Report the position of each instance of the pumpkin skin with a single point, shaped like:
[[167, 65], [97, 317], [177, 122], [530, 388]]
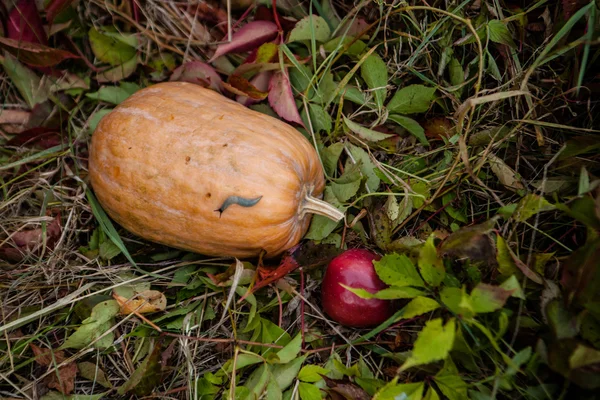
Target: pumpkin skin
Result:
[[164, 161]]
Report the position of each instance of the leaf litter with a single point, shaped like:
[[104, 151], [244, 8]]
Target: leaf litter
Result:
[[483, 205]]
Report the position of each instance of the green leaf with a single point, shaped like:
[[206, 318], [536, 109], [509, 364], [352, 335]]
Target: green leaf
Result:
[[290, 351], [433, 343], [312, 373], [331, 156], [512, 284], [431, 266], [366, 133], [310, 27], [374, 71], [412, 99], [284, 374], [355, 49], [530, 205], [452, 386], [431, 394], [320, 120], [397, 270], [488, 298], [308, 391], [95, 118], [499, 33], [100, 321], [419, 306], [348, 184], [403, 391], [111, 48], [366, 166], [107, 226], [411, 126]]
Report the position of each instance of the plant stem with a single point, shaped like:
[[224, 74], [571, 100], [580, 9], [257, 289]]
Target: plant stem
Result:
[[315, 206]]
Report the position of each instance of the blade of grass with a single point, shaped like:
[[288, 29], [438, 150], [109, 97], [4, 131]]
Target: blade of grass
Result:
[[107, 226]]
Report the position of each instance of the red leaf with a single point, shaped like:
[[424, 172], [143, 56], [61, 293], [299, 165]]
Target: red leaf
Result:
[[199, 73], [34, 53], [261, 83], [55, 7], [281, 97], [247, 38], [25, 25]]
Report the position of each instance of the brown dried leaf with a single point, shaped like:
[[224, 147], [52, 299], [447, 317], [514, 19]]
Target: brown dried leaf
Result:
[[34, 53], [145, 302]]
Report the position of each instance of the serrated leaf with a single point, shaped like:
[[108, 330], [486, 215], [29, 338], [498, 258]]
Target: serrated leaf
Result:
[[309, 27], [366, 166], [374, 71], [248, 37], [284, 374], [281, 98], [309, 391], [118, 73], [506, 175], [93, 327], [499, 33], [411, 126], [403, 391], [397, 270], [419, 306], [366, 133], [433, 343], [412, 99], [330, 157], [290, 351], [431, 266], [312, 373], [488, 298], [110, 49]]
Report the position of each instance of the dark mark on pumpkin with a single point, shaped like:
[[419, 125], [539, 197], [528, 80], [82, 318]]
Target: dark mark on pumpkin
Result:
[[240, 201]]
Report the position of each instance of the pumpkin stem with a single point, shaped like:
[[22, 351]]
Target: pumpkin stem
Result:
[[315, 206]]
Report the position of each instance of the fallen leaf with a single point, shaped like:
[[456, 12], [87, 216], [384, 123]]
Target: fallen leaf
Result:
[[250, 36], [261, 82], [92, 372], [96, 325], [24, 23], [42, 137], [199, 73], [506, 175], [145, 302], [35, 54], [119, 72], [281, 98], [239, 85], [345, 389]]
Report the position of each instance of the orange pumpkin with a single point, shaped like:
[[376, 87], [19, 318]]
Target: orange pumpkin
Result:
[[184, 166]]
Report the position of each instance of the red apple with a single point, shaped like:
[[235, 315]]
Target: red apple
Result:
[[354, 268]]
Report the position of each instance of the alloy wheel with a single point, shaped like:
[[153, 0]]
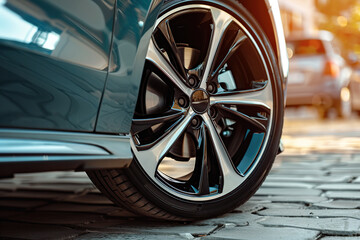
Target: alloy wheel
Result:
[[205, 115]]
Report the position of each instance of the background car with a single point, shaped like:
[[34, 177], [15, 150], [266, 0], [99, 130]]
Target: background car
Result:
[[174, 108], [318, 75]]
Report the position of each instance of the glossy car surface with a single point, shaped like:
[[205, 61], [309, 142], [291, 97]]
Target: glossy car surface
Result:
[[176, 105], [319, 76]]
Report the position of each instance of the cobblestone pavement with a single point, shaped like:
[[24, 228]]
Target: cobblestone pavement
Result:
[[311, 193]]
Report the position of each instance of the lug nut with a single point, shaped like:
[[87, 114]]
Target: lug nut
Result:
[[213, 113], [193, 81], [195, 122], [182, 102], [226, 133], [211, 88]]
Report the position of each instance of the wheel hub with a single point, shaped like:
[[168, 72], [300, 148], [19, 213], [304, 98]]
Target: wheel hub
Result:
[[200, 101]]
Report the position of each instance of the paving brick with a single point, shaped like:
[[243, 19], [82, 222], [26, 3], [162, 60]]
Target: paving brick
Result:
[[301, 172], [12, 230], [8, 187], [340, 238], [339, 204], [89, 199], [73, 207], [21, 203], [350, 195], [309, 179], [291, 199], [287, 192], [261, 233], [131, 236], [243, 219], [328, 213], [62, 218], [340, 187], [251, 206], [332, 226], [166, 229], [273, 184]]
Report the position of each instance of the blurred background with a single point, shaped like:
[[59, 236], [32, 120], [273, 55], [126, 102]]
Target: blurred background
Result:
[[323, 97]]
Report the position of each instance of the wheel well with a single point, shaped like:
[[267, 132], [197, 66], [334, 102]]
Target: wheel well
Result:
[[259, 11]]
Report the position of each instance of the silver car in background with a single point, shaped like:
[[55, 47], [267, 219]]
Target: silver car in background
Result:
[[318, 76]]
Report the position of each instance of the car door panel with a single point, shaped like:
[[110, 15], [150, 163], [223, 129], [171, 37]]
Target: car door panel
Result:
[[53, 62]]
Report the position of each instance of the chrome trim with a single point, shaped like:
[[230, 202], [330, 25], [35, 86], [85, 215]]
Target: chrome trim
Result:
[[28, 146], [40, 150], [274, 12]]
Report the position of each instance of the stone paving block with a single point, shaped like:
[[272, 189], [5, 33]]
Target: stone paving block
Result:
[[345, 170], [72, 207], [21, 203], [284, 205], [309, 179], [292, 199], [287, 192], [251, 206], [340, 238], [273, 184], [261, 233], [89, 199], [167, 229], [132, 236], [6, 212], [243, 219], [351, 195], [313, 213], [331, 226], [301, 172], [339, 187], [8, 187], [11, 230], [63, 218], [339, 204]]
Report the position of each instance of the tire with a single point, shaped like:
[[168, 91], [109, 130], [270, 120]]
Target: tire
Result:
[[208, 122]]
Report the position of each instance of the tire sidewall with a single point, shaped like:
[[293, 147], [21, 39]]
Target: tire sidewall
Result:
[[204, 209]]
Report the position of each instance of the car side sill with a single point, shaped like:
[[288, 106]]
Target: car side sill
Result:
[[24, 151]]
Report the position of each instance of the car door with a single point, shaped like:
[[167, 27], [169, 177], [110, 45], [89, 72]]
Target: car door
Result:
[[54, 58]]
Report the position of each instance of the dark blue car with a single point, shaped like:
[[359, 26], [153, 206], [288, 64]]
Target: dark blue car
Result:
[[173, 108]]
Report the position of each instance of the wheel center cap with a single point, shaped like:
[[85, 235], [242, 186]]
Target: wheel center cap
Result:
[[200, 101]]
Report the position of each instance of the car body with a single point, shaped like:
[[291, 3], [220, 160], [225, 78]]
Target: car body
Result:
[[319, 76], [72, 81]]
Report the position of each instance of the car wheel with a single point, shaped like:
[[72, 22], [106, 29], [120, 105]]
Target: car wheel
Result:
[[209, 117]]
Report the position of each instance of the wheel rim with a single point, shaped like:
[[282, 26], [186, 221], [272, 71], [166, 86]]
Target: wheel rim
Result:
[[206, 110]]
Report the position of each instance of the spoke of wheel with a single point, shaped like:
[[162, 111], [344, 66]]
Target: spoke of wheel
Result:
[[143, 124], [221, 22], [150, 158], [202, 156], [156, 57], [166, 31], [230, 177], [239, 39], [259, 98], [257, 123]]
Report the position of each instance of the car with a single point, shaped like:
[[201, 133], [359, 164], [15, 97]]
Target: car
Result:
[[173, 108], [318, 76]]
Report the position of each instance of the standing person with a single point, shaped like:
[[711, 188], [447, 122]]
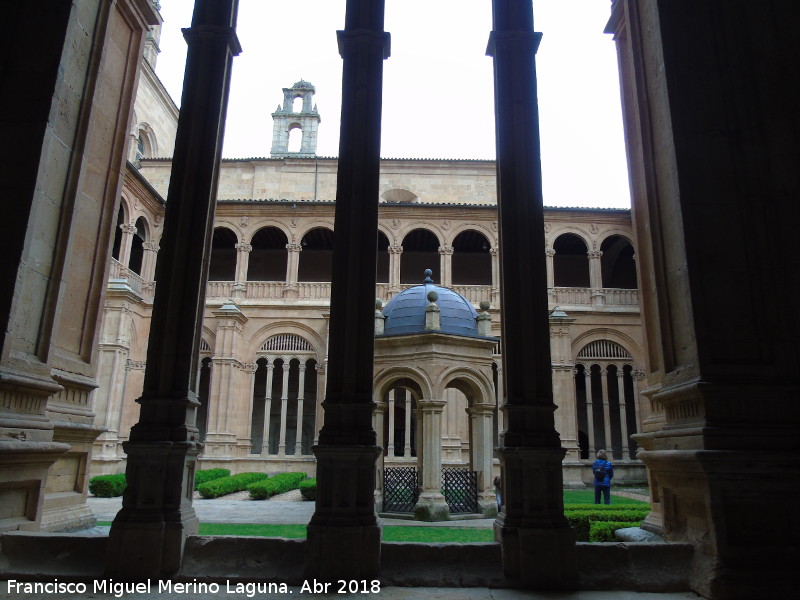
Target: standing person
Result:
[[603, 472]]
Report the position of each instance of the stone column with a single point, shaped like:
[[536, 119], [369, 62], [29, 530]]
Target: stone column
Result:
[[538, 545], [606, 411], [242, 260], [148, 534], [292, 267], [390, 449], [495, 254], [596, 278], [286, 369], [344, 535], [551, 277], [227, 422], [395, 254], [587, 374], [301, 383], [267, 406], [623, 418], [126, 240], [150, 250], [481, 446], [431, 505], [446, 265]]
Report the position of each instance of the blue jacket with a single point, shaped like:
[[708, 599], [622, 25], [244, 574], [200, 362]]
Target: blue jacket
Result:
[[609, 472]]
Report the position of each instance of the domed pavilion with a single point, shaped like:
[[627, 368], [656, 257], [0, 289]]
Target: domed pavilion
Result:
[[429, 339]]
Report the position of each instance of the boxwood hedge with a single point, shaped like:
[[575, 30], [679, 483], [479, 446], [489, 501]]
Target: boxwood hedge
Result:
[[603, 531], [277, 484], [308, 489], [107, 486], [206, 475], [229, 485]]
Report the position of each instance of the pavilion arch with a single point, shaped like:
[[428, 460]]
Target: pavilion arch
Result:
[[420, 251], [472, 259], [571, 261], [222, 265], [316, 258], [268, 256]]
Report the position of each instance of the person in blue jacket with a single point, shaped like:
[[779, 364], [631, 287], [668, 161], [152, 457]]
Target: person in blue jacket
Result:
[[603, 472]]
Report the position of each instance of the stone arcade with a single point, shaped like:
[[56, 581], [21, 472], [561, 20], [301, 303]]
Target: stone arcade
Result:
[[711, 120]]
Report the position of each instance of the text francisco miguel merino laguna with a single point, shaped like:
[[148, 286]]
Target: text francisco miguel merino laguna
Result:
[[249, 589]]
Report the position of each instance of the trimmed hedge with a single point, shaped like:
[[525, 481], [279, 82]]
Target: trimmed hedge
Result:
[[603, 531], [229, 485], [204, 476], [107, 486], [277, 484], [580, 519], [308, 489]]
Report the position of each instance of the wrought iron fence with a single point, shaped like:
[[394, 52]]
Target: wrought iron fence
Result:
[[460, 489], [400, 489]]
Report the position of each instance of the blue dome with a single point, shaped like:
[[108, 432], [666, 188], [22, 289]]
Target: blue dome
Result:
[[405, 313]]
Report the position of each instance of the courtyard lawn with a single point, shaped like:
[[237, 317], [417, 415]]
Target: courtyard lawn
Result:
[[587, 497]]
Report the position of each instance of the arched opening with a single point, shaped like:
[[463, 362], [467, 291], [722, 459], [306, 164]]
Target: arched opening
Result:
[[472, 262], [117, 246], [617, 264], [317, 255], [295, 138], [420, 252], [267, 260], [137, 246], [222, 266], [202, 396], [571, 262], [382, 275]]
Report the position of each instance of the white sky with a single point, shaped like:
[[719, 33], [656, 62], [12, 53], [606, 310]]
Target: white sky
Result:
[[438, 93]]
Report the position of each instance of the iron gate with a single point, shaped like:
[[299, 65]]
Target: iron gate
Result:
[[460, 489], [400, 489]]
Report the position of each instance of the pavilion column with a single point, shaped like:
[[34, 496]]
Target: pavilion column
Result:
[[150, 251], [148, 534], [538, 545], [221, 435], [395, 254], [431, 505], [495, 254], [344, 535], [267, 406], [390, 449], [623, 417], [285, 370], [446, 266], [606, 410], [587, 374], [596, 278], [292, 270], [126, 241], [481, 446], [242, 260], [551, 274], [301, 389]]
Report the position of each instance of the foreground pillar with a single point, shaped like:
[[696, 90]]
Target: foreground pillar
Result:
[[344, 535], [538, 545], [148, 535]]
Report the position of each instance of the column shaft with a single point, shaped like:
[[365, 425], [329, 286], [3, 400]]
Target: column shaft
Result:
[[148, 534]]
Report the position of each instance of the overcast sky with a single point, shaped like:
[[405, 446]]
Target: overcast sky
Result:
[[438, 93]]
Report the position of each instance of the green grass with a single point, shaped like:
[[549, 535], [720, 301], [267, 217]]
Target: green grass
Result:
[[587, 497]]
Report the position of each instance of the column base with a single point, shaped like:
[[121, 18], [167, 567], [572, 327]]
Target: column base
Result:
[[431, 506], [344, 535]]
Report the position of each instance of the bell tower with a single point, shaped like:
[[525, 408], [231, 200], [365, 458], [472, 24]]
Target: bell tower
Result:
[[297, 115]]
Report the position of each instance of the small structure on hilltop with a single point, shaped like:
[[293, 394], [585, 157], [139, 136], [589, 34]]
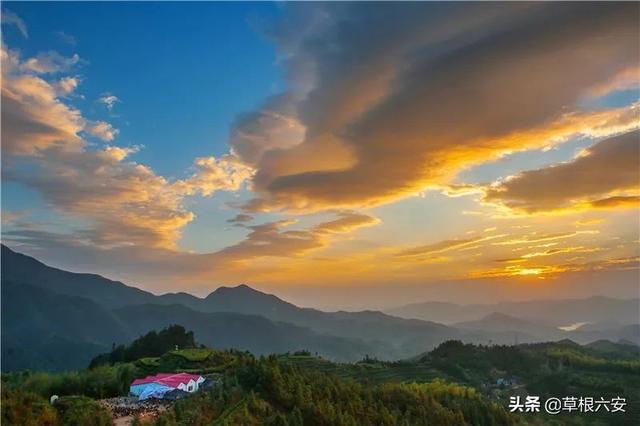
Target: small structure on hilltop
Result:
[[160, 384]]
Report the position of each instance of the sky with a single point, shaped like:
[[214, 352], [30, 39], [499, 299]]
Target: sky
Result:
[[341, 155]]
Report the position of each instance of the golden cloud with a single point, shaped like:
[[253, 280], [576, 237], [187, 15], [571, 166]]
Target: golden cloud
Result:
[[395, 124], [607, 167]]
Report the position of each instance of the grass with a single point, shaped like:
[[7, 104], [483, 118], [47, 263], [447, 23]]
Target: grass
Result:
[[194, 355]]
• • • • •
■ **Task details**: From the beginning of the records through the line containing "[[107, 226]]", arrange each non-blank line as a row of a Markdown table with the columns Row and Line, where Row numbers the lines in order. Leave the pictures out of the table.

■ **Complete output**:
| Row | Line |
|---|---|
| 1 | Report the position of each instance of the pumpkin skin with a single point, shaped like: |
| 2 | [[167, 65], [97, 317], [177, 122], [530, 388]] |
| 3 | Target: pumpkin skin |
| 4 | Result: |
| 5 | [[164, 161]] |
| 6 | Report the position of each instance of the leaf litter with a single point, shaped like: |
| 7 | [[104, 151], [244, 8]] |
| 8 | Target: leaf litter |
| 9 | Result: |
| 10 | [[483, 205]] |
| 11 | Report the position of each instance of the green leaf with a single point, shaped like: |
| 12 | [[206, 318], [536, 109], [509, 364], [352, 335]] |
| 13 | Target: green leaf |
| 14 | Result: |
| 15 | [[290, 351], [433, 343], [312, 373], [331, 156], [512, 284], [431, 266], [366, 133], [310, 27], [374, 71], [412, 99], [284, 374], [355, 49], [530, 205], [452, 386], [431, 394], [320, 120], [397, 270], [488, 298], [308, 391], [95, 118], [499, 33], [100, 321], [419, 306], [348, 184], [403, 391], [111, 48], [366, 166], [107, 226], [411, 126]] |
| 16 | Report the position of each instance of the plant stem with a single point, shaped like: |
| 17 | [[224, 74], [571, 100], [580, 9], [257, 289]] |
| 18 | Target: plant stem |
| 19 | Result: |
| 20 | [[315, 206]] |
| 21 | Report the position of each instance of the blade of grass with a single point, shaped like: |
| 22 | [[288, 29], [438, 150], [109, 97], [4, 131]] |
| 23 | Target: blade of grass |
| 24 | Result: |
| 25 | [[107, 226]] |